(Задание)
Напишите продолжение фрагмента о поэте, его родном языке и болезни сердца, начиная сразу после последнего предложения фрагмента.

(Фрагмент текста)
--------------------

И ещё. Родной язык для поэта роднее, драгоценнее и необходимее, чем для кого бы то ни было другого. Лишившись привычной подпитки языковой среды, он чувствует себя осиротелым и обездоленным. Никакие комфортные условия не возместят этого урона. “…И при слове «грядущее» из русского языка // выбегают мыши и всей оравой // отгрызают от лакомого куска // памяти, что твой сыр дырявой”. Неудивительно, что образ пустыни всегда маячил где-то рядом — не покидал его.

Кроме того, и это имело прямое влияние на отношения поэта со Временем, развивалась и давала себя знать болезнь сердца, приведшая к раннему концу. Смерть — особенно в последние годы — шла по пятам, дышала в затылок, тикала своим невидимым часовым механизмом (“Век скоро кончится, но раньше кончусь я”). Врачи запрещали курить, а он курил. Запрещали пить кофе, а он без этого не мог работать.

--------------------

(Исходный материал)
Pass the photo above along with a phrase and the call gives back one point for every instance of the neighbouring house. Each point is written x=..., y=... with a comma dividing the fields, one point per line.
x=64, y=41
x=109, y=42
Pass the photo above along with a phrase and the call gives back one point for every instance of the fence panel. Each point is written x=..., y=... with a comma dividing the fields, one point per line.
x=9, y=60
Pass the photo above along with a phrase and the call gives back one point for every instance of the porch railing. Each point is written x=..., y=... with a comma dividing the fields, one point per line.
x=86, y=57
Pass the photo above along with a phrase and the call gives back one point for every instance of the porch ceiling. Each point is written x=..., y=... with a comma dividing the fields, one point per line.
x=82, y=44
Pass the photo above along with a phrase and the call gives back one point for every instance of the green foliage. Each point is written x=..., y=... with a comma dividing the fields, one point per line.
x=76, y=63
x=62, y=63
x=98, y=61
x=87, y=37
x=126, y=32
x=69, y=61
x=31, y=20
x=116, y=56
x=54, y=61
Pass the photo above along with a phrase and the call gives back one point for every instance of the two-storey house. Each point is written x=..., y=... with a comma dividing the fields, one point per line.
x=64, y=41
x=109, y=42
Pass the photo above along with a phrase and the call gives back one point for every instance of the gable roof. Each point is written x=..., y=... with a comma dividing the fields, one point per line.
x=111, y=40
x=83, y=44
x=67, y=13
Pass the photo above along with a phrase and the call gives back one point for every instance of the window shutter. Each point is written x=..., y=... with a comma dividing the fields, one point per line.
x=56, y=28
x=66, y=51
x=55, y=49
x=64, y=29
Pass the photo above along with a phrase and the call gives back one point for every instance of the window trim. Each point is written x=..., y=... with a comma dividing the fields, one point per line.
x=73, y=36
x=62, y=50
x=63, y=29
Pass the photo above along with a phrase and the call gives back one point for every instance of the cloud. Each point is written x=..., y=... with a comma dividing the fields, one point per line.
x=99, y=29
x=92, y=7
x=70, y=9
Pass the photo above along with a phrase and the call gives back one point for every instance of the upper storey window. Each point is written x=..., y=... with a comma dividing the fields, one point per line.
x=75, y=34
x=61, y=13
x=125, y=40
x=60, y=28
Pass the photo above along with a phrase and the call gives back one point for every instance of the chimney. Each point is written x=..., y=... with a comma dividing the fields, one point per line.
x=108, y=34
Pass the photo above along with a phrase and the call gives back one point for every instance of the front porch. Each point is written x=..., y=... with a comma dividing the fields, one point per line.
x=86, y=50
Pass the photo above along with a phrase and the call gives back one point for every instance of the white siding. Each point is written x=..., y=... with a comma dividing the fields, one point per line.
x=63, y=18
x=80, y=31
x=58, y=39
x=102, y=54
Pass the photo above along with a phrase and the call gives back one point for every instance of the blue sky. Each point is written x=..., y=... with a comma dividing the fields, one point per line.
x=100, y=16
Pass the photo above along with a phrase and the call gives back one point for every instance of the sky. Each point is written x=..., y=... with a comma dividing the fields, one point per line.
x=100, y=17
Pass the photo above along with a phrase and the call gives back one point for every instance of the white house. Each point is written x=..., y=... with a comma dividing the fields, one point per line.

--------------------

(Результат выполнения)
И вот, каким бы близким ни казался его бесстрастный, горько-ироничный голос, как бы ни был соблазнителен для подражания, оттого он и неподражаем, что в нём отразились и неповторимый характер, и индивидуальный опыт. Надо иметь право на разговор с Небожителем в таком тоне. Многочисленные попытки повторить интонацию Бродского, не обеспеченные этим правом, звучат жалко и почти пародийно, а лучшие из них помечены ярлыком: “украдено”, “украдено”, “украдено”, — как было сказано им самим по другому поводу.

Поэт в Америке, даже если он очень знаменит, не может зарабатывать на жизнь писанием стихов. (Мы тоже сегодня к этому пришли.) Преподавание временами увлекало Бродского, временами утомляло и было в тягость. Из Энн-Арбора, где он поселился поначалу, он переехал в Нью-Йорк, преподавал в нескольких университетах, последнее место работы — Сауд-Хедли, маленький университетский городок близ Нью-Йорка. Приходилось проверять задания студентов, писать статьи и рецензии, отвечать на письма… Как бы по контрасту с эпической, подмороженной внутренним холодом стиховой речью, его жизнь, с самого начала взявшая ускоренный темп, не снижала его до последнего часа, требовала напряжения всех сил, заставляла не считаться ни с какими затратами. На сторонний взгляд она выглядела сплошным успехом: все высшие награды и премии, какие только могут достаться литератору, были им получены. В 1987 году он стал Нобелевским лауреатом.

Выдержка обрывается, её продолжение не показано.